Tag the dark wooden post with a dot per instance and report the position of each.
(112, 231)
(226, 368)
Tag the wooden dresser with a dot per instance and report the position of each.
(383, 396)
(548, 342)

**To do**. Render every line of the listing above as a numbered list, leaving out any blank lines.

**Result**.
1. Tag the dark wooden post with a dot per instance and report the position of each.
2. (112, 231)
3. (226, 368)
4. Tag the wooden dresser with a dot per instance and report the position of each.
5. (383, 396)
6. (548, 342)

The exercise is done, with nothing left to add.